Start of Page text

Since arriving back in the village, Mandy has been sponging off Aaron’s nearest and dearest – Chas and Paddy, Marlon and Uncle Zak. But when Chas discovers a bag full of stolen casino chips, Aaron steps in. Actor Danny Miller explains more…
“Aaron takes an instant disliking to Mandy when she comes back,” Danny says. “When he finds out from Chas that she’s nicked this bag of casino chips, he wants to knock her down a peg or two, because she’s been asking Paddy, Marlon and Zak for money and the whole time, she has this money in her pocket. Aaron decides to give her a taste of her own medicine, taking the chips off her and takes them to a friend who works in a casino to cash in the chips.”
“Aaron is trying to have as much as fun as he can with Robert. They enjoy having some money in their pocket, especially as they don’t have long left together…”
Given the troubled times ahead for Aaron and Robert, could Aaron be adding to their worries by making an enemy of Mandy. Will she break the Dingle code and retaliate?
“Aaron doesn’t really care that Mandy is experienced in these kind of situation, or if she knows the right people in these situations,” adds Danny. “If anything he’s testing how far he can push her. He doesn’t like his family being mugged off and for that reason he decides to teach her a lesson.

End of Page text
Start of Input data

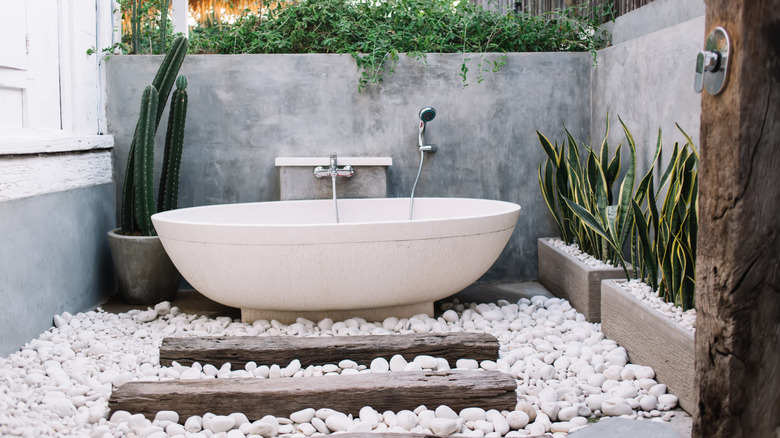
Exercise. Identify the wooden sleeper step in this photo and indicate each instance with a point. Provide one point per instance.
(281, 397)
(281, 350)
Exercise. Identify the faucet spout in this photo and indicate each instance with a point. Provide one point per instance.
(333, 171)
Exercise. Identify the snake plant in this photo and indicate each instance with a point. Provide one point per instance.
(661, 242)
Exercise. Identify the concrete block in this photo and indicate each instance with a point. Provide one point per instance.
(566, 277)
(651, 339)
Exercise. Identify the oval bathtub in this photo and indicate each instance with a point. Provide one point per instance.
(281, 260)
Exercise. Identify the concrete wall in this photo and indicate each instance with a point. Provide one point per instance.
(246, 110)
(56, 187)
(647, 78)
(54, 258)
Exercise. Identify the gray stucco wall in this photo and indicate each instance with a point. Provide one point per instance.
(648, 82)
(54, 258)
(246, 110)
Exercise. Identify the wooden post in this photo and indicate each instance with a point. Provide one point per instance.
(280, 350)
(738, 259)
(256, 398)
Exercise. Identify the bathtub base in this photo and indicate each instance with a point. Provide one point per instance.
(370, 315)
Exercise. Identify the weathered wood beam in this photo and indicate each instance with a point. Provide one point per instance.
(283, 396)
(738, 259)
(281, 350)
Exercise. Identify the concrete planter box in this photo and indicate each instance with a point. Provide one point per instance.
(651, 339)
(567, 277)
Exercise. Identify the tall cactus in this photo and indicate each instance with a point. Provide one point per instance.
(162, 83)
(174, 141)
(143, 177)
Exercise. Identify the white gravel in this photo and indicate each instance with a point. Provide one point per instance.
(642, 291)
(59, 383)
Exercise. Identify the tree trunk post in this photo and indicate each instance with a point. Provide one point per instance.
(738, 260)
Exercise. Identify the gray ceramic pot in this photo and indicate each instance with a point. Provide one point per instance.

End of Input data
Start of Input data

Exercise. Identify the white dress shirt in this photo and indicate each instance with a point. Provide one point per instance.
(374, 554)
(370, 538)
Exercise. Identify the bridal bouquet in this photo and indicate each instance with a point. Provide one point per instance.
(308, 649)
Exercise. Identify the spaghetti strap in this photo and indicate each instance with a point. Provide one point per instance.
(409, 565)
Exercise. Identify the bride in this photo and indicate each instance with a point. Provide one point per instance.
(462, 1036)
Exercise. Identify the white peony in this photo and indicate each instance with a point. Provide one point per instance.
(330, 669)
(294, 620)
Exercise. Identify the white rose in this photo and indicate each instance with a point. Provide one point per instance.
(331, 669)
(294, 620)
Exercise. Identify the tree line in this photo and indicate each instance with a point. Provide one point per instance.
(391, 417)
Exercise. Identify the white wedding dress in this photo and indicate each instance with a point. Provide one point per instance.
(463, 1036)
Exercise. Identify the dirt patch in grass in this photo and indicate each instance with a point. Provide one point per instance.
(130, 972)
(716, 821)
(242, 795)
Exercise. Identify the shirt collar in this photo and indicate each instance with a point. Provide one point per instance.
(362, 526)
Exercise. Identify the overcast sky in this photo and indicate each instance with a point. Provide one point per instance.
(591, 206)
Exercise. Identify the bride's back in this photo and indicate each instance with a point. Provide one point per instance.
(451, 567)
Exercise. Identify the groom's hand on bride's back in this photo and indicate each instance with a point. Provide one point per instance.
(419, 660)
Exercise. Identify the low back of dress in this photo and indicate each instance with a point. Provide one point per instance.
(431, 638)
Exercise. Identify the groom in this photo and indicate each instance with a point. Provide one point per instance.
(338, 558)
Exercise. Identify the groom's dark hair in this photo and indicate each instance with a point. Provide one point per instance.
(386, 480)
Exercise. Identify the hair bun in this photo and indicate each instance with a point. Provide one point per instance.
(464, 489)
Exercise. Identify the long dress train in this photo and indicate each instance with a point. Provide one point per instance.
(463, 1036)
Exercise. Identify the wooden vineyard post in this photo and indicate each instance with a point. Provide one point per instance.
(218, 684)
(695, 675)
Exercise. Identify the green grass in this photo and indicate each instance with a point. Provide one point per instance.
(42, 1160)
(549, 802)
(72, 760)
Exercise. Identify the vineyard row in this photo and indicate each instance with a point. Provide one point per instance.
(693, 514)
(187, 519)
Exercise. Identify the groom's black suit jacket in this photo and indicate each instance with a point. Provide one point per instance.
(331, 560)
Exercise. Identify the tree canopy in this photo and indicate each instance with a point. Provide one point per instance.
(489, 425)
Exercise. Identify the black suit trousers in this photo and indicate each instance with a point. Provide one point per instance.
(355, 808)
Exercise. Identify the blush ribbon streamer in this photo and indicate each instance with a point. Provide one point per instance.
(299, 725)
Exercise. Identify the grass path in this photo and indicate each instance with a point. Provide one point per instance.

End of Input data
Start of Input data

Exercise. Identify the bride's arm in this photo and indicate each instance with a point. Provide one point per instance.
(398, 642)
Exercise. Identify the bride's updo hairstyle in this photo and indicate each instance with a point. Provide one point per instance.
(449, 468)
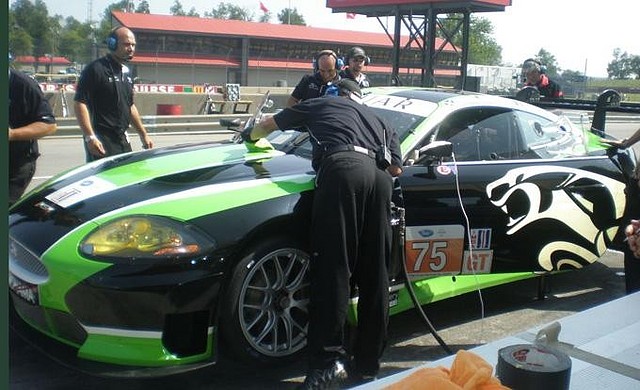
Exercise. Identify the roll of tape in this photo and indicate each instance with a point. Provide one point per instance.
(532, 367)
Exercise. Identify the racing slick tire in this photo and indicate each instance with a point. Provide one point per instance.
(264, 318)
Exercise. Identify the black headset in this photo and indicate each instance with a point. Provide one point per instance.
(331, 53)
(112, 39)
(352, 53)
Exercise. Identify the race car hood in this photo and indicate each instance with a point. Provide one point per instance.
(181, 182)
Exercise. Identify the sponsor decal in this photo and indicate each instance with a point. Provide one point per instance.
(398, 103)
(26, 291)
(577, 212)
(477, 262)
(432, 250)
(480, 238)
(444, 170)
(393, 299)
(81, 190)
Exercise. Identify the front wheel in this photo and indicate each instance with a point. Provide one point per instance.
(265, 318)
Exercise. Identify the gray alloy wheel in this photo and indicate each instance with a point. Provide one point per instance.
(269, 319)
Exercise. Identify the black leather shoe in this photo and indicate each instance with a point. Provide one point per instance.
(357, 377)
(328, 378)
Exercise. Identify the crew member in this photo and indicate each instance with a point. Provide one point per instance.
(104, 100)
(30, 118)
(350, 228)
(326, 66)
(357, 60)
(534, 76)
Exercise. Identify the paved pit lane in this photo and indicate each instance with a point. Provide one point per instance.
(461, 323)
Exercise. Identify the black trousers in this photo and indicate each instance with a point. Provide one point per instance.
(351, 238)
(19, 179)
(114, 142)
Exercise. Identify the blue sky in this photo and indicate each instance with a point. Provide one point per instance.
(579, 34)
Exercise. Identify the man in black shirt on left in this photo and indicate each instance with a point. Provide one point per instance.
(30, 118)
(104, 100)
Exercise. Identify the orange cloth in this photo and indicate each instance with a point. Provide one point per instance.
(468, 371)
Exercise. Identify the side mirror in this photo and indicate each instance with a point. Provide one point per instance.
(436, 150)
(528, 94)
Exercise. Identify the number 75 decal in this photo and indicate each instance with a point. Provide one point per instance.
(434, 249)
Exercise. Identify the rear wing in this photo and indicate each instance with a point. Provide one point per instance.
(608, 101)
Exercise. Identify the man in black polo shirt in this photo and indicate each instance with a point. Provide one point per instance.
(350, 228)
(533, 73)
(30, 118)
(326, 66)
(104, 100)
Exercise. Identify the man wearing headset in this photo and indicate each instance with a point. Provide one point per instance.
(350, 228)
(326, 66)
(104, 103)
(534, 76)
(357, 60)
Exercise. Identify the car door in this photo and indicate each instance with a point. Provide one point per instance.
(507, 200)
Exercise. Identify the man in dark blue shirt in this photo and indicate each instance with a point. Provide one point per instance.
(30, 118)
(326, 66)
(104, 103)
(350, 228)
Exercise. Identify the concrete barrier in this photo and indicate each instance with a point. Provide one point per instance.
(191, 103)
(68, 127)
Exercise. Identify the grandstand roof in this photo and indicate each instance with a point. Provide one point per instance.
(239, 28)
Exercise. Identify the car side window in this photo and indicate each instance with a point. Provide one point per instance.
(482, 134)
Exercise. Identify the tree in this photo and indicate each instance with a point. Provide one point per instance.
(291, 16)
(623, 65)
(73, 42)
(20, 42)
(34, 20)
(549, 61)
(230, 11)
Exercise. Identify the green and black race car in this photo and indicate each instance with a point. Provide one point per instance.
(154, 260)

End of Input data

Assignment A:
Answer these from the article about Aaron and Mandy:
(i) Which actor explains the story?
(ii) Where does Aaron take the chips after taking them off Mandy?
(iii) According to Danny's last quote, what does Aaron not like?
Assignment B:
Say whether each statement agrees with the article about Aaron and Mandy, quoting the words that decide it:
(i) Chas is the one who discovers the bag of stolen casino chips.
(ii) Aaron takes to Mandy right away when she comes back.
(iii) Aaron and Robert have plenty of time left together.

Answer A:
(i) Danny Miller.
(ii) To a friend who works in a casino, to cash them in.
(iii) His family being mugged off.

Answer B:
(i) Yes: "when Chas discovers a bag full of stolen casino chips"
(ii) No: "Aaron takes an instant disliking to Mandy when she comes back"
(iii) No: "they don’t have long left together"